- **Task requirements**
What you print must match the data line for line.

Referring expression data
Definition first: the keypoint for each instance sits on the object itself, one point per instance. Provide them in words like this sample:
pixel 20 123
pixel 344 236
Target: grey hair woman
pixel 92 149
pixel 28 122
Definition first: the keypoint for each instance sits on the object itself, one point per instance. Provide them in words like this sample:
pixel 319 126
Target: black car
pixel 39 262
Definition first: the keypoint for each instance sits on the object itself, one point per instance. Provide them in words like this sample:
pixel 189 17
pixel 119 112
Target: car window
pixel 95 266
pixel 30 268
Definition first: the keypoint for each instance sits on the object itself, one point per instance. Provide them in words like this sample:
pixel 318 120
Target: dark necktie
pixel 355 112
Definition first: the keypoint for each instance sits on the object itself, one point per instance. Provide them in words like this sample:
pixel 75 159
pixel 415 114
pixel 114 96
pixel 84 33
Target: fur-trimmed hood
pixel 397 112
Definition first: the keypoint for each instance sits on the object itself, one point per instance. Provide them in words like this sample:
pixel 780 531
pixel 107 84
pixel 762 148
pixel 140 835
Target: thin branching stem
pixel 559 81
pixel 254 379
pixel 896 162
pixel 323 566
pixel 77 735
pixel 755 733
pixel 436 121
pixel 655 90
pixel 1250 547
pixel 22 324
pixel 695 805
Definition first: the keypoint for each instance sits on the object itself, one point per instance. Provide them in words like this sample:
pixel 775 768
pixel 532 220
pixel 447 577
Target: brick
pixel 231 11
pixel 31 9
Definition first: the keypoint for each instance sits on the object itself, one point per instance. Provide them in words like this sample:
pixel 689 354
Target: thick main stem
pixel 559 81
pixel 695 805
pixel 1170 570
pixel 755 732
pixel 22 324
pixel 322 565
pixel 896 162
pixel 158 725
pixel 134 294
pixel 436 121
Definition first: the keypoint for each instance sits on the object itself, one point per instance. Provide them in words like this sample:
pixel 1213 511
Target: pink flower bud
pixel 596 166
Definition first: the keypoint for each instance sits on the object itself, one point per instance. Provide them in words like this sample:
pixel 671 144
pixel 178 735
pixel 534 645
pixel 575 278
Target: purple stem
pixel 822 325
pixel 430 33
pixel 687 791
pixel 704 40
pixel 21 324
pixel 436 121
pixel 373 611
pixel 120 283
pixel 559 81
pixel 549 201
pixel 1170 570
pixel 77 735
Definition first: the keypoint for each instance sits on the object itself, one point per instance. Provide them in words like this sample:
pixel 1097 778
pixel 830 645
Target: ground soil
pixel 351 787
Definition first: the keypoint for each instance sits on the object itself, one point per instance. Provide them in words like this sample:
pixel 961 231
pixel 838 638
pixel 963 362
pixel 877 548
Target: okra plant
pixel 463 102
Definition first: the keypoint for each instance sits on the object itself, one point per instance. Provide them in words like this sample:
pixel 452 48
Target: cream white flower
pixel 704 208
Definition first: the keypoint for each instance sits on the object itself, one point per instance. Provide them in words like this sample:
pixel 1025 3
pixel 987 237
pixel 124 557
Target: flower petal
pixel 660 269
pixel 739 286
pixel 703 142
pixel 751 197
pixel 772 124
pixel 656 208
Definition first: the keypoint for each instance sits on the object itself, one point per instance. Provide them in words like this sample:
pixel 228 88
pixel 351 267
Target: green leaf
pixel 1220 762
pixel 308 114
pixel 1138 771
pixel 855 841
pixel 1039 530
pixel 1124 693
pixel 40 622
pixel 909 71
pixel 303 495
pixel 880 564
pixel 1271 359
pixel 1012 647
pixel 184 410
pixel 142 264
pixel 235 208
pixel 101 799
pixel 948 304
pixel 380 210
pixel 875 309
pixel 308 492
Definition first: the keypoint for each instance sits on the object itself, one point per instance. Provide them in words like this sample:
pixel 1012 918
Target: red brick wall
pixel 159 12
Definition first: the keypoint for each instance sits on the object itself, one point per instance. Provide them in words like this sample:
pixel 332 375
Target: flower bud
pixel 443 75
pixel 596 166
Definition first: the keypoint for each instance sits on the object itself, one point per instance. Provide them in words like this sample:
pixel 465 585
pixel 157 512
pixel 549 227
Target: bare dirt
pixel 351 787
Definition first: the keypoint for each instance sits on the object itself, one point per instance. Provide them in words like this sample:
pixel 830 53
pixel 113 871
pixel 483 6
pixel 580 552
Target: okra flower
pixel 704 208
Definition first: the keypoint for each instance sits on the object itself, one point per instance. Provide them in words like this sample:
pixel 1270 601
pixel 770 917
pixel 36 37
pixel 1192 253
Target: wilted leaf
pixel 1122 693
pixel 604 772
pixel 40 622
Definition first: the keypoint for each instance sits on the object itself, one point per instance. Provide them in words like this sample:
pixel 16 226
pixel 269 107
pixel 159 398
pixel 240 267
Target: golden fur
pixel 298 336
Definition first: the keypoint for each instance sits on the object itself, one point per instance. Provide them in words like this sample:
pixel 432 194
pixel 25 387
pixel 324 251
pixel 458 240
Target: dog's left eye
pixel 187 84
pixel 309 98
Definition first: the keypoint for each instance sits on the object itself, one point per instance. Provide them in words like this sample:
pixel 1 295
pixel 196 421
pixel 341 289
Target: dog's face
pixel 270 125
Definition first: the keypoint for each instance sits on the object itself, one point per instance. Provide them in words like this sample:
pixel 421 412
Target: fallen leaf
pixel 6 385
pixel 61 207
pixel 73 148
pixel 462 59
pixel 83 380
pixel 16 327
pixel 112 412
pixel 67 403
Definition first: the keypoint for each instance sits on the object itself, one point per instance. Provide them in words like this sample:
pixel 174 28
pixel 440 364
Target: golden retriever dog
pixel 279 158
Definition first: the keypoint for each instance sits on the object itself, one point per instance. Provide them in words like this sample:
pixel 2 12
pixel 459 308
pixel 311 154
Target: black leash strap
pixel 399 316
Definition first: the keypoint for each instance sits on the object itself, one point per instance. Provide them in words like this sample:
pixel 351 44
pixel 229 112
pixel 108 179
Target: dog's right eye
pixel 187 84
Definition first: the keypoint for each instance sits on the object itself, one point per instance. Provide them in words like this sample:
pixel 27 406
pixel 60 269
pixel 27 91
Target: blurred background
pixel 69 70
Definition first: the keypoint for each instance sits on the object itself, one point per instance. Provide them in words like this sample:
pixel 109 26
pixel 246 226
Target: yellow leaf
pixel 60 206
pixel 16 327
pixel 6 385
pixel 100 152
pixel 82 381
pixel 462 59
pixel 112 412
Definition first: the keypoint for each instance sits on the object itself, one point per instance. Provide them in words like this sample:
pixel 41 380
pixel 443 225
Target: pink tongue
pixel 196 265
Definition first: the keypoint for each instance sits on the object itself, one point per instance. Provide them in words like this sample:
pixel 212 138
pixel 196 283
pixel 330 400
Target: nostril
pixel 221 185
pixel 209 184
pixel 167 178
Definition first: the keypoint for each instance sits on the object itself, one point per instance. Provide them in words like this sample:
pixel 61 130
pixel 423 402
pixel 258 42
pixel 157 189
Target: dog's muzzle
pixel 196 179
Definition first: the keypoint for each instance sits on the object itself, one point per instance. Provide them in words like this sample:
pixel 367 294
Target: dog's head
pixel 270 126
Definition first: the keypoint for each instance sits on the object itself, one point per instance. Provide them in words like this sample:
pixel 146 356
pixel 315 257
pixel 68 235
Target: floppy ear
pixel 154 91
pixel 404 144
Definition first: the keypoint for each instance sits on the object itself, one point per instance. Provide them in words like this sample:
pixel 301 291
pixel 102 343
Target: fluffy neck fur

- **Task result**
Definition first: the keypoint for each instance sits on the object itself, one point per instance. Provide them in words like this sample:
pixel 20 123
pixel 344 236
Target: grey hair woman
pixel 92 149
pixel 28 122
Definition first: the keypoint for each instance sits on the object itself, one point per instance. Provide them in words like this sample:
pixel 319 126
Target: black car
pixel 39 262
Definition first: the keypoint for each instance sits on the object itself, one point per instance. Provide them in words like this sample:
pixel 189 17
pixel 119 112
Target: car window
pixel 95 266
pixel 30 268
Definition first: the keypoint for each instance sits on the object itself, one point per instance. Provide them in words like this sample:
pixel 318 120
Target: dark necktie
pixel 355 112
Definition first: the keypoint for each instance sits on the object itself, one point per instance. Provide them in words like this sample:
pixel 75 159
pixel 415 114
pixel 114 96
pixel 84 33
Target: fur-trimmed hood
pixel 397 112
Definition first: the keypoint for each instance sits on the object itself, one point per instance. Provide them in words like this sample:
pixel 780 531
pixel 107 84
pixel 762 148
pixel 140 835
Target: thin branching stem
pixel 559 81
pixel 254 379
pixel 896 162
pixel 323 566
pixel 77 735
pixel 755 733
pixel 436 121
pixel 655 90
pixel 1250 547
pixel 22 324
pixel 695 805
Definition first: the keypoint for each instance sits on the object itself, one point per instance. Provide them in words like this sample:
pixel 775 768
pixel 532 220
pixel 447 577
Target: brick
pixel 231 11
pixel 31 9
Definition first: the keypoint for each instance sits on the object itself, one point per instance. Provide them in words like this sample:
pixel 689 354
Target: thick main stem
pixel 559 81
pixel 695 805
pixel 1170 570
pixel 755 732
pixel 22 324
pixel 322 565
pixel 896 162
pixel 158 725
pixel 134 294
pixel 436 121
Definition first: the keypoint for each instance sits on the object itself, one point per instance. Provide them in words like this sample:
pixel 1213 511
Target: pink flower bud
pixel 596 166
Definition first: the keypoint for each instance sits on the object itself, one point per instance. Provide them in words like this sample:
pixel 671 144
pixel 178 735
pixel 534 645
pixel 575 278
Target: purple stem
pixel 822 325
pixel 430 33
pixel 687 791
pixel 704 40
pixel 21 324
pixel 436 121
pixel 373 611
pixel 120 283
pixel 559 81
pixel 549 201
pixel 1170 570
pixel 77 735
Definition first: the keypoint for each instance sits on the object itself, one point per instance. Provide them in words like this sample:
pixel 1097 778
pixel 830 645
Target: ground soil
pixel 351 787
Definition first: the keypoint for each instance sits on the object itself, one point per instance. Provide them in words like this sample:
pixel 961 231
pixel 838 638
pixel 963 362
pixel 877 548
Target: okra plant
pixel 463 102
Definition first: the keypoint for each instance sits on the object itself, one point per instance. Provide them in words like this sample:
pixel 452 48
Target: cream white flower
pixel 704 208
Definition first: the keypoint for each instance sits on the object itself, one point per instance. Provide them in words like this sample:
pixel 1025 3
pixel 987 237
pixel 124 557
Target: flower petal
pixel 660 269
pixel 739 286
pixel 703 142
pixel 751 197
pixel 772 124
pixel 656 208
Definition first: the keypoint for each instance sits on the object itself, one point per instance. Provide them in words like this sample:
pixel 228 88
pixel 351 267
Target: green leaf
pixel 1220 762
pixel 308 114
pixel 1138 771
pixel 855 841
pixel 1039 530
pixel 1124 693
pixel 40 622
pixel 909 71
pixel 303 495
pixel 880 564
pixel 1271 359
pixel 1012 647
pixel 184 410
pixel 142 264
pixel 235 208
pixel 101 799
pixel 948 304
pixel 380 210
pixel 875 309
pixel 308 492
Definition first: the keypoint for each instance sits on the object itself, one point per instance. Provide them in words like this sample:
pixel 1012 918
Target: red brick wall
pixel 159 12
Definition first: the keypoint for each instance sits on the object itself, one point per instance. Provide them in words like this sample:
pixel 332 375
Target: flower bud
pixel 443 75
pixel 596 166
Definition first: the keypoint for each instance sits on the object itself, one point per instance. Provide them in words like this sample:
pixel 465 585
pixel 157 512
pixel 549 227
Target: bare dirt
pixel 351 787
Definition first: the keypoint for each instance sits on the object itself, one point per instance. Provide them in words like this sample:
pixel 830 53
pixel 113 871
pixel 483 6
pixel 580 552
Target: okra flower
pixel 704 208
Definition first: the keypoint for each instance sits on the object itself, one point per instance. Provide them in words like this sample:
pixel 1270 601
pixel 770 917
pixel 36 37
pixel 1192 253
Target: wilted leaf
pixel 1122 693
pixel 604 772
pixel 40 622
Definition first: the keypoint for each instance sits on the object itself, one point per instance. Provide them in words like this sample:
pixel 16 226
pixel 269 107
pixel 159 398
pixel 240 267
Target: golden fur
pixel 298 336
Definition first: the keypoint for each instance sits on the object itself, one point per instance. Provide them in words like this sample:
pixel 432 194
pixel 25 387
pixel 324 251
pixel 458 240
Target: dog's left eye
pixel 187 84
pixel 309 98
Definition first: the keypoint for each instance sits on the object itself, one point per instance. Provide them in words like this sample:
pixel 1 295
pixel 196 421
pixel 341 289
Target: dog's face
pixel 270 125
Definition first: the keypoint for each instance sits on the object itself, one point per instance. Provide them in words like this sample:
pixel 421 412
Target: fallen leaf
pixel 6 385
pixel 61 207
pixel 73 148
pixel 462 59
pixel 83 380
pixel 16 327
pixel 112 412
pixel 67 403
Definition first: the keypoint for each instance sits on the object itself, one point per instance. Provide them in words like this sample:
pixel 174 28
pixel 440 364
Target: golden retriever dog
pixel 279 158
Definition first: the keypoint for each instance sits on the object itself, one point per instance. Provide them in words like this sample:
pixel 2 12
pixel 459 308
pixel 311 154
Target: black leash strap
pixel 399 316
Definition first: the keypoint for each instance sits on the object itself, one point per instance. Provide them in words like this sample:
pixel 351 44
pixel 229 112
pixel 108 179
Target: dog's right eye
pixel 187 84
Definition first: the keypoint for each instance sits on the object itself, one point per instance. Provide them in words like this sample:
pixel 27 406
pixel 60 269
pixel 27 91
Target: blurred background
pixel 69 70
Definition first: the keypoint for each instance sits on the object itself, one point per instance. Provide them in words like this sample:
pixel 109 26
pixel 246 226
Target: yellow leaf
pixel 60 206
pixel 16 327
pixel 6 385
pixel 100 152
pixel 82 381
pixel 462 59
pixel 112 412
Definition first: the keypoint for each instance sits on the object itself, one point per instance. Provide them in words like this sample:
pixel 41 380
pixel 443 225
Target: pink tongue
pixel 196 265
Definition first: the keypoint for each instance sits on the object itself, one point per instance. Provide them in words like this sample:
pixel 212 138
pixel 196 283
pixel 330 400
Target: nostril
pixel 221 185
pixel 209 184
pixel 167 178
Definition first: the keypoint for each instance sits on the object itself, one point per instance. Provide them in words like this sample:
pixel 61 130
pixel 423 402
pixel 258 42
pixel 157 189
Target: dog's muzzle
pixel 196 179
Definition first: the keypoint for each instance sits on the object itself, one point per instance. Provide them in words like this sample:
pixel 367 294
Target: dog's head
pixel 270 126
Definition first: the keypoint for each instance sits on the object itself, one point per instance. Provide them in words like this sample:
pixel 146 356
pixel 315 257
pixel 68 235
Target: floppy ear
pixel 154 91
pixel 404 144
Definition first: the keypoint for each instance sits on the object itself, one point per instance. Provide them in words like this sample:
pixel 301 291
pixel 102 343
Target: fluffy neck fur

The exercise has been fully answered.